Task to complete: Once the pictures have been removed, repeat the remainder of the records exactly.

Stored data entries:
----------

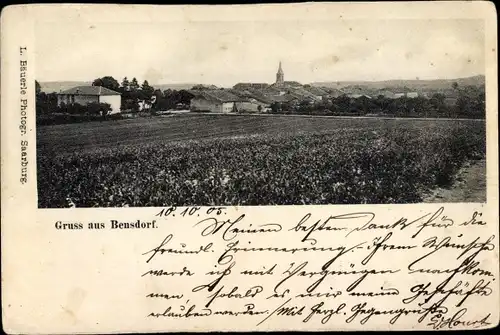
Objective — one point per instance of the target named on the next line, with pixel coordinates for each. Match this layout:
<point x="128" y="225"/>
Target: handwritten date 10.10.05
<point x="343" y="268"/>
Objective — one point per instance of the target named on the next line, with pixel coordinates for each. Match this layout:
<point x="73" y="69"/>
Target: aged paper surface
<point x="251" y="222"/>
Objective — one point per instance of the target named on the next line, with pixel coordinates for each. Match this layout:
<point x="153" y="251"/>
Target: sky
<point x="225" y="53"/>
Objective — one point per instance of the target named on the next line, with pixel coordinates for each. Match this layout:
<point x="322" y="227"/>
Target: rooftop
<point x="90" y="90"/>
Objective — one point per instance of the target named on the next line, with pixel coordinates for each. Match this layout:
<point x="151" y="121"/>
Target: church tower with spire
<point x="280" y="76"/>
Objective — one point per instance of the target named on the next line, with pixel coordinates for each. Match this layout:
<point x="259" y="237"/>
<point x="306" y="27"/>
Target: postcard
<point x="265" y="167"/>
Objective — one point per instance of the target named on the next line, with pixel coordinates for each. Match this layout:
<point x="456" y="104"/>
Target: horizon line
<point x="311" y="82"/>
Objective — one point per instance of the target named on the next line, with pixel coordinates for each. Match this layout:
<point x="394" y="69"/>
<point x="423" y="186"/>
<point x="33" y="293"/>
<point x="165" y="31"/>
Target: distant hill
<point x="177" y="87"/>
<point x="418" y="85"/>
<point x="57" y="86"/>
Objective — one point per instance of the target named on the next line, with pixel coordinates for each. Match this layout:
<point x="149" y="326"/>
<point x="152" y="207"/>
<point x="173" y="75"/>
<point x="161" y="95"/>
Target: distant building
<point x="85" y="95"/>
<point x="222" y="101"/>
<point x="407" y="94"/>
<point x="412" y="95"/>
<point x="357" y="96"/>
<point x="250" y="86"/>
<point x="280" y="76"/>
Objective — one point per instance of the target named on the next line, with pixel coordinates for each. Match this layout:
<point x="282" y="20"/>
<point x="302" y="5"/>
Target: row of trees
<point x="134" y="94"/>
<point x="134" y="97"/>
<point x="470" y="103"/>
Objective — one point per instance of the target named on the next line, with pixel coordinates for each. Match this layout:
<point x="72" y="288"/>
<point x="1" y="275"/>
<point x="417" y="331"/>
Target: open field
<point x="251" y="160"/>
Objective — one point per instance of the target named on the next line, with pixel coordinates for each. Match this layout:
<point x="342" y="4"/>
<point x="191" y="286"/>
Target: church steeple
<point x="280" y="76"/>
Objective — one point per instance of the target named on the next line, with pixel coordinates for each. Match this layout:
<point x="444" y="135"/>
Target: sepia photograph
<point x="247" y="113"/>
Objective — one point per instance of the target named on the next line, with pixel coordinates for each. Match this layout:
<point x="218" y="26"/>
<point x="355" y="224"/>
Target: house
<point x="85" y="95"/>
<point x="216" y="101"/>
<point x="357" y="96"/>
<point x="250" y="86"/>
<point x="407" y="94"/>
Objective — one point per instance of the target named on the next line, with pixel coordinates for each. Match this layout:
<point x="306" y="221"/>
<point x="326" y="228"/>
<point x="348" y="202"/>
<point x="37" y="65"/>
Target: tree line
<point x="468" y="103"/>
<point x="134" y="98"/>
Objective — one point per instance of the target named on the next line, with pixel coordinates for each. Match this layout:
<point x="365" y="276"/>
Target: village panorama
<point x="106" y="143"/>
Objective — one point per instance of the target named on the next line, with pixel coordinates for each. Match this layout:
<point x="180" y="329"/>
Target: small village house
<point x="222" y="101"/>
<point x="85" y="95"/>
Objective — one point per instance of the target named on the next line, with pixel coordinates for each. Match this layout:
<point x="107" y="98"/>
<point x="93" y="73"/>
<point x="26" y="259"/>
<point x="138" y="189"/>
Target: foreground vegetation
<point x="247" y="161"/>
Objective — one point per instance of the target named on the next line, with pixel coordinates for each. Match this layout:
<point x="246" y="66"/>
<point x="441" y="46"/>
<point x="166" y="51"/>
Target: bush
<point x="348" y="166"/>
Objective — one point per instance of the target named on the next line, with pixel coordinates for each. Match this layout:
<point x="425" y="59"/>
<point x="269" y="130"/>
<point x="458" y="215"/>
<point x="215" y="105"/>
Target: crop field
<point x="251" y="160"/>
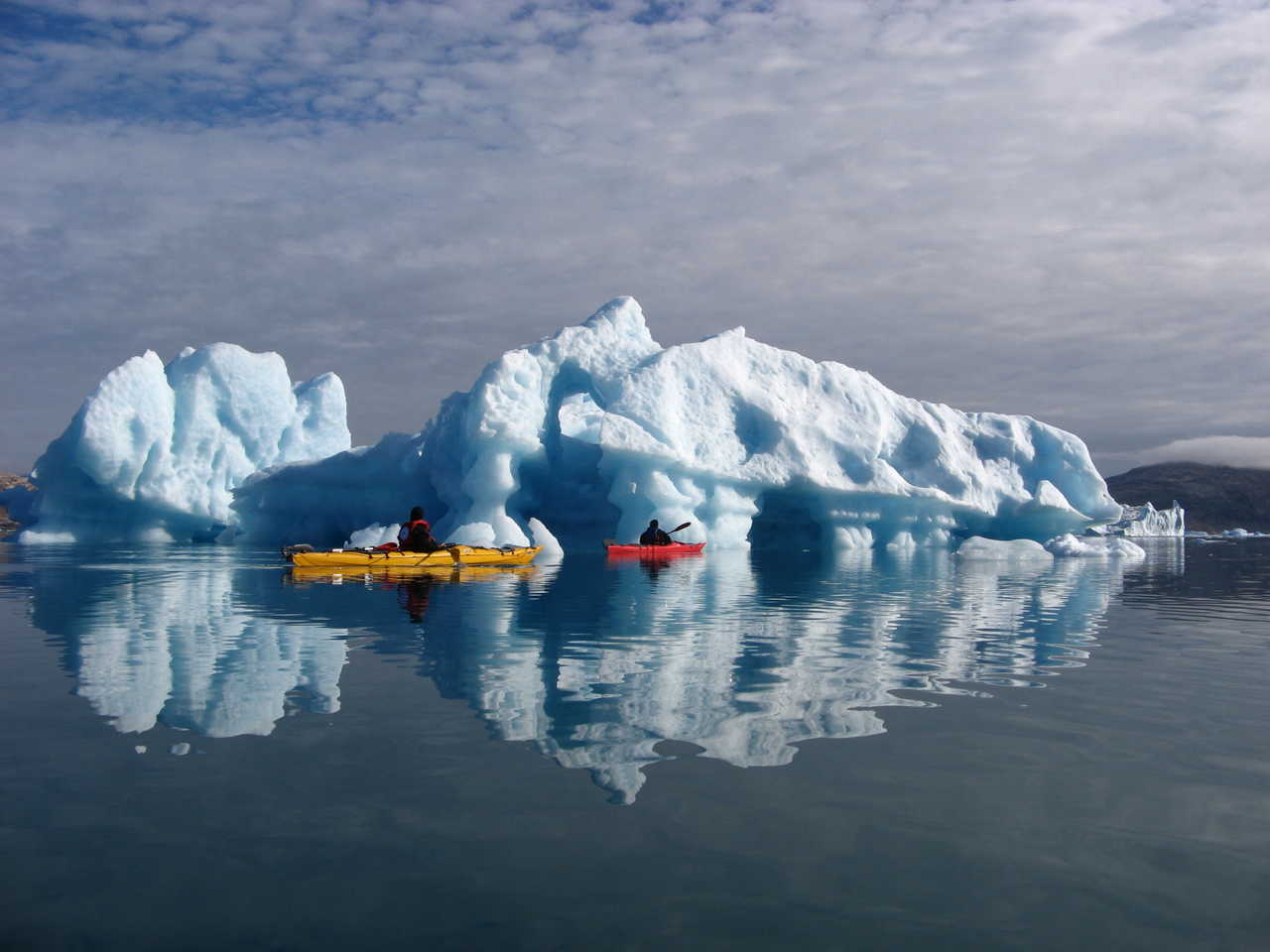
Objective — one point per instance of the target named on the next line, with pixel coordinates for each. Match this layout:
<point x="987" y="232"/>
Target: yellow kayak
<point x="443" y="557"/>
<point x="397" y="574"/>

----------

Answer section:
Objective — one point per instance of the target named on the next line, with pixel coordinates for each. Match this layout:
<point x="128" y="225"/>
Target: handwritten date 10.10.05
<point x="343" y="268"/>
Objective — one point per instance of the target named on the next line, with pixel coordinates for each. Match this layout:
<point x="73" y="69"/>
Target: aged paper surface
<point x="251" y="222"/>
Objective — one point per instance of the target named on the next line, with pixel coordinates for each. Match this layout:
<point x="153" y="251"/>
Target: sky
<point x="225" y="53"/>
Objective — one point per instance of the target named on the next line, with pixel coordinates for each. Match this layout:
<point x="322" y="227"/>
Target: rooftop
<point x="90" y="90"/>
Objective — one point per instance of the target named on the next line, with pixel coordinates for each. Match this layout:
<point x="151" y="121"/>
Target: church tower with spire
<point x="280" y="76"/>
Objective — one point per instance of the target named on the next line, with pixel coordinates for each. Match this layout:
<point x="259" y="237"/>
<point x="306" y="27"/>
Target: postcard
<point x="265" y="167"/>
Objective — one point per instance of the target named on the next line, with pixel coordinates for each. Match this layout:
<point x="456" y="104"/>
Target: horizon line
<point x="311" y="82"/>
Objective — one point per instance of the target named on the next line, with pixel coordinates for each. Match this layout:
<point x="394" y="69"/>
<point x="423" y="186"/>
<point x="33" y="293"/>
<point x="165" y="31"/>
Target: distant hill
<point x="177" y="87"/>
<point x="418" y="85"/>
<point x="57" y="86"/>
Objective — one point per instance of the target named on the next line, with pixel coordinates for each. Match this layout:
<point x="149" y="326"/>
<point x="152" y="207"/>
<point x="173" y="75"/>
<point x="161" y="95"/>
Target: distant building
<point x="85" y="95"/>
<point x="222" y="101"/>
<point x="407" y="94"/>
<point x="412" y="95"/>
<point x="357" y="96"/>
<point x="250" y="86"/>
<point x="280" y="76"/>
Objective — one point per instance of the target named on the next line, with pixel coordinates for each. Match this layout:
<point x="282" y="20"/>
<point x="302" y="5"/>
Target: row of trees
<point x="134" y="94"/>
<point x="134" y="97"/>
<point x="470" y="103"/>
Objective — one point per instance of the target named on the next line, with pixel coordinates for each. Match this layout:
<point x="72" y="288"/>
<point x="1" y="275"/>
<point x="417" y="331"/>
Target: open field
<point x="251" y="160"/>
Objective — one point per instance of the target named on the next line, with pixel coordinates for each. Match this layout:
<point x="342" y="4"/>
<point x="191" y="286"/>
Target: church steeple
<point x="280" y="76"/>
Objective — one point per instance of the target named on the next line, with pixel coordinates for each. Match this layout:
<point x="444" y="135"/>
Target: sepia photograph
<point x="247" y="113"/>
Objective — one point per instance of the target named on the next line, with pixel coordinates for each. Match this layout:
<point x="218" y="26"/>
<point x="355" y="224"/>
Target: house
<point x="85" y="95"/>
<point x="216" y="101"/>
<point x="357" y="96"/>
<point x="250" y="86"/>
<point x="407" y="94"/>
Objective — one point per instance of the target named on the next line, with pixel coordinates for each. Match this layout:
<point x="306" y="221"/>
<point x="326" y="228"/>
<point x="348" y="202"/>
<point x="37" y="65"/>
Target: tree line
<point x="468" y="103"/>
<point x="134" y="98"/>
Objective — one point per instance of the target named on the next line, with pixel coordinates for each. Match this layout:
<point x="365" y="276"/>
Target: village panorama
<point x="106" y="143"/>
Objective — one point per instance of the target named on the next line, with pixel coordinates for each. Match this layout:
<point x="180" y="329"/>
Target: small village house
<point x="222" y="101"/>
<point x="85" y="95"/>
Objective — one point per instance of the target named on the next line, with pixel coordinates for each. Match this layout:
<point x="107" y="98"/>
<point x="93" y="73"/>
<point x="26" y="259"/>
<point x="138" y="189"/>
Target: foreground vegetation
<point x="247" y="161"/>
Objective — one point per instance of the target named on the next line, with pixel coordinates for each. Match this layout:
<point x="246" y="66"/>
<point x="441" y="46"/>
<point x="166" y="51"/>
Target: bush
<point x="348" y="166"/>
Objective — one point per instance of the target named on the next line, with pixel coordinates for each. Match this layout:
<point x="425" y="59"/>
<point x="269" y="130"/>
<point x="458" y="215"/>
<point x="215" y="105"/>
Target: crop field
<point x="251" y="160"/>
Objective — one point per instance of the target named on the next line, with pixel coordinates for each. Match this layout:
<point x="987" y="232"/>
Target: yellow kayak
<point x="443" y="557"/>
<point x="397" y="574"/>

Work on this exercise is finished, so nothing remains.